━━━━━ Source material
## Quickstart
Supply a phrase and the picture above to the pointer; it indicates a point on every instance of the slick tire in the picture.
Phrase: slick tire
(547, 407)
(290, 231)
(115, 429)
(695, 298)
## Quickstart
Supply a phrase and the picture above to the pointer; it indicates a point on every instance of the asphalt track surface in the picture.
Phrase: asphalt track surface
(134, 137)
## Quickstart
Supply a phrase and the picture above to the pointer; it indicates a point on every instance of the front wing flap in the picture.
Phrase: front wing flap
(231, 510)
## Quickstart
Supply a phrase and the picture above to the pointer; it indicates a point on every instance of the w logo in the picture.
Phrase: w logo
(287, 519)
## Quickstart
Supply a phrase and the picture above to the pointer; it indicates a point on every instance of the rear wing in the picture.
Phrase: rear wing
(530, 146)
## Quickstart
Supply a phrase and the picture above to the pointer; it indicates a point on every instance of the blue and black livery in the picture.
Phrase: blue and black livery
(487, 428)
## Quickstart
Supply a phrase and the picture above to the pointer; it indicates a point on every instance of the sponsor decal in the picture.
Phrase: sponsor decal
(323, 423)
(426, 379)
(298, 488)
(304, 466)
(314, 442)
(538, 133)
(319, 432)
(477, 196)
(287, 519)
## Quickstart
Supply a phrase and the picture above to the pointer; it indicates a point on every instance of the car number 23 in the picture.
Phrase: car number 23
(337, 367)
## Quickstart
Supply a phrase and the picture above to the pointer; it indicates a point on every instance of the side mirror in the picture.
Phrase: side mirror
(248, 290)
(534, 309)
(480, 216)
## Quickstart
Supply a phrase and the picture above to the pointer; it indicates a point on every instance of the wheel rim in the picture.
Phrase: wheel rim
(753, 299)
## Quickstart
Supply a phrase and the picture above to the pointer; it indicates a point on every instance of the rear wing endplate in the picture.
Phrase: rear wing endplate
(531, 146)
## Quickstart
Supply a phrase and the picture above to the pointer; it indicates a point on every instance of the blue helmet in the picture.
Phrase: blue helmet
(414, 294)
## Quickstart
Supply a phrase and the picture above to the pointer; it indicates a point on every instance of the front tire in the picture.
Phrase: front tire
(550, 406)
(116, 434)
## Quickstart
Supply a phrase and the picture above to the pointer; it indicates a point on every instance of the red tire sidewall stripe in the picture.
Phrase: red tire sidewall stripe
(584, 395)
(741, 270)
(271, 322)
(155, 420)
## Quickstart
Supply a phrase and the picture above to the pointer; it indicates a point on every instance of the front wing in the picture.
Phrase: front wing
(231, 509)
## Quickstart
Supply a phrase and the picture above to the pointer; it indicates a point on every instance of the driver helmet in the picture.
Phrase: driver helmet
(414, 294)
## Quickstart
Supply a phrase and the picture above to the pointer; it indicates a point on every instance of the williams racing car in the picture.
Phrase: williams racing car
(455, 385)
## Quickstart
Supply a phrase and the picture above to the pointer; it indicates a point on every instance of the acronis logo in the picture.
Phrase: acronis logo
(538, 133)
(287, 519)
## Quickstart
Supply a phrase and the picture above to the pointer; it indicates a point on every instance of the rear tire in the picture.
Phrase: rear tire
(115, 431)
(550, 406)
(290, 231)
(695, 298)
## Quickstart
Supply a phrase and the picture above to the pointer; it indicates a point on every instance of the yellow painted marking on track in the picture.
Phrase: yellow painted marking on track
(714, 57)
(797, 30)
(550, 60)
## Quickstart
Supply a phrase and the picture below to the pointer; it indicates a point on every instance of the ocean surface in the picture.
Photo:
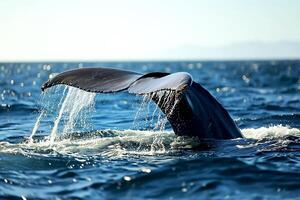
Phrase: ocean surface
(69, 144)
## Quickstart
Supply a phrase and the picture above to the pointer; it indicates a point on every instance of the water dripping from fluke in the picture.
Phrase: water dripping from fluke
(71, 107)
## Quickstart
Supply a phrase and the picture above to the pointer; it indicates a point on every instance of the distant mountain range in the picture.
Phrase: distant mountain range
(249, 50)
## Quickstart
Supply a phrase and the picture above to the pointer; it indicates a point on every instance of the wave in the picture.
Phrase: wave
(272, 132)
(118, 143)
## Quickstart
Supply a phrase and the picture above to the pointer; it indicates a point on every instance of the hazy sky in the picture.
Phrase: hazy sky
(138, 29)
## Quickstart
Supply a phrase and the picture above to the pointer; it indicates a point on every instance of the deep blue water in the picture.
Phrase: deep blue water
(116, 148)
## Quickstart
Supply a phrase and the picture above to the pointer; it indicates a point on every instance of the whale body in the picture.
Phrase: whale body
(190, 108)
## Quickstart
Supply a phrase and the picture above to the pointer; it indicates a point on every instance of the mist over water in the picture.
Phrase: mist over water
(67, 143)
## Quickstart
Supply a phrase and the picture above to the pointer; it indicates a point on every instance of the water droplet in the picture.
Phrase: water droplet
(127, 178)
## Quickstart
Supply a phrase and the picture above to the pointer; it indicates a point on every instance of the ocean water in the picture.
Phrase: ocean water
(70, 144)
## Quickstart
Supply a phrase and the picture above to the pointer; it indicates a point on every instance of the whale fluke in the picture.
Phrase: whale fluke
(191, 109)
(99, 80)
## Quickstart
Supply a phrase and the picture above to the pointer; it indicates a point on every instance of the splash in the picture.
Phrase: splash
(75, 101)
(36, 126)
(272, 132)
(73, 107)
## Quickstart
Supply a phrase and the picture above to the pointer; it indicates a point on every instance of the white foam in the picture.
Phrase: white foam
(271, 132)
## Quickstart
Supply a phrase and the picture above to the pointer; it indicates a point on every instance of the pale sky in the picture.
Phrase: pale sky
(37, 30)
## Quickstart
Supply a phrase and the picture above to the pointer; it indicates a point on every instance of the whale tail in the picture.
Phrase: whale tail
(190, 109)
━━━━━━━━━━
- _Problem statement_
Transcribe the records above verbatim. Do not carry over any picture.

- _Your response_
## Quickstart
Supply a phrase and the picture above to the pointer; it indicates a point on every instance of the slick tire in the picture.
Phrase: slick tire
(547, 407)
(290, 231)
(115, 429)
(695, 298)
## Quickstart
Supply a phrase and the picture above to the pointer; it indicates a point on every instance of the asphalt track surface in the picture.
Phrase: asphalt track surface
(134, 137)
## Quickstart
Supply a phrase and the picture above to the pointer; it indicates a point on every instance of the front wing flap in the picture.
Phrase: front wing flap
(231, 510)
## Quickstart
Supply a phrase and the picture above to the pointer; it indicates a point on every instance of the w logo in the picture.
Phrase: w logo
(287, 519)
## Quickstart
Supply a phrase and the picture above to the pointer; it indicates a point on every instance of the rear wing in the picture.
Phrase: rear wing
(530, 146)
## Quickstart
Supply a phrase and the picture above to the pointer; it indicates a point on every instance of the blue and black livery in the picture.
Phrase: blue and black livery
(487, 428)
## Quickstart
Supply a phrase and the picture above to the pointer; it indicates a point on every instance of the sponsor decal in the picture.
Phrase: sponsor decal
(323, 423)
(426, 379)
(298, 488)
(304, 466)
(314, 442)
(538, 133)
(319, 432)
(477, 196)
(287, 519)
## Quickstart
Supply a phrase and the picture above to the pointer; it indicates a point on every instance of the car number 23 in the picture.
Phrase: car number 23
(337, 367)
## Quickstart
Supply a phrase and the picture above to the pointer; it indicates a point on every instance of the side mirror in the picture.
Phrase: side mirror
(248, 290)
(534, 309)
(480, 216)
## Quickstart
Supply a phrase and the picture above to the pointer; it indicates a point on every instance of the wheel rim in the picture.
Phrase: wheel rim
(753, 299)
## Quickstart
Supply a phrase and the picture above to the pointer; it indicates a point on every instance of the rear wing endplate in the picture.
Phrase: rear wing endplate
(531, 146)
## Quickstart
Supply a phrase and the picture above to the pointer; it indicates a point on every instance of the blue helmet in the picture.
Phrase: blue helmet
(414, 294)
## Quickstart
Supply a phrase and the picture above to the pointer; it indicates a point on every instance of the front tire in the picture.
Phrase: front tire
(550, 406)
(116, 434)
## Quickstart
Supply a phrase and the picture above to the pointer; it indicates a point on every instance of the red tire sidewall stripe in the picture.
Phrase: red tire sidewall stripe
(584, 395)
(741, 270)
(271, 322)
(155, 420)
## Quickstart
Supply a phrase and the picture above to the pointer; it indicates a point on every instance of the front wing in the picture.
Phrase: front wing
(231, 509)
## Quickstart
Supply a phrase and the picture above to the pointer; it indicates a point on every instance of the driver helmet in the picture.
Phrase: driver helmet
(414, 294)
## Quickstart
Supply a phrase and the picture above to the pointer; it indicates a point on every instance of the williams racing car in the picture.
Phrase: williams racing car
(455, 385)
## Quickstart
Supply a phrase and the picture above to the pointer; it indicates a point on every instance of the acronis logo in the picture.
Phrase: acronis logo
(538, 133)
(287, 519)
## Quickstart
Supply a phrase and the picture above to the pointer; it indicates a point on every instance of the rear tire in the picture.
Phrase: rear tire
(115, 431)
(550, 406)
(290, 231)
(695, 298)
## Quickstart
Supply a phrase and the picture above to the pointer; it indicates a point on every instance of the yellow painted marking on track in the picture.
Phrase: yellow painted marking on track
(714, 57)
(797, 30)
(550, 60)
## Quickstart
Supply a phrase and the picture below to the pointer; it indicates a point on every instance of the ocean surface in the picture.
Photo:
Phrase: ocean surface
(69, 144)
## Quickstart
Supply a phrase and the picture above to the pointer; it indicates a point on every instance of the water dripping from fluke in the picture.
Phrase: water dripping from fluke
(71, 107)
## Quickstart
Supply a phrase and the picture above to the pointer; it indicates a point on every instance of the distant mountain range in the picture.
Phrase: distant mountain range
(249, 50)
## Quickstart
Supply a phrase and the picture above to the pointer; it indicates a point on every instance of the wave in the picture.
Phrase: wave
(272, 132)
(118, 143)
## Quickstart
Supply a phrase and the picture above to the pointer; it indicates a point on every instance of the hazy sky in the picture.
Phrase: hazy sky
(138, 29)
## Quickstart
Supply a phrase and the picture above to the pointer; it indicates a point on every instance of the deep blue water in the picture.
Phrase: deep blue water
(116, 148)
## Quickstart
Supply a phrase and the picture above to the pointer; it indicates a point on every instance of the whale body in the picture.
Phrase: whale body
(190, 108)
## Quickstart
Supply a phrase and the picture above to the pointer; it indicates a point on every instance of the mist over water in the picture.
Phrase: mist over water
(67, 143)
## Quickstart
Supply a phrase and the picture above to the pointer; it indicates a point on every instance of the water droplet in the picture.
Phrase: water droplet
(127, 178)
## Quickstart
Supply a phrase and the picture above to the pointer; it indicates a point on every instance of the ocean water in the picture.
Phrase: ocean water
(70, 144)
## Quickstart
Supply a phrase and the picture above to the pointer; it indicates a point on every instance of the whale fluke in the picture.
Phrase: whale fluke
(191, 109)
(99, 80)
## Quickstart
Supply a phrase and the picture above to the pointer; it indicates a point on every instance of the splash in the picture.
Phrase: splash
(75, 101)
(36, 126)
(272, 132)
(73, 107)
## Quickstart
Supply a phrase and the picture above to the pointer; it indicates a point on every instance of the white foam in the picture.
Phrase: white foam
(271, 132)
## Quickstart
Supply a phrase and the picture above to the pointer; it indicates a point on every instance of the pale sky in the picture.
Phrase: pale sky
(37, 30)
## Quickstart
Supply a phrase and the picture above to the pointer; it indicates a point on every instance of the whale tail in the picture.
Phrase: whale tail
(190, 109)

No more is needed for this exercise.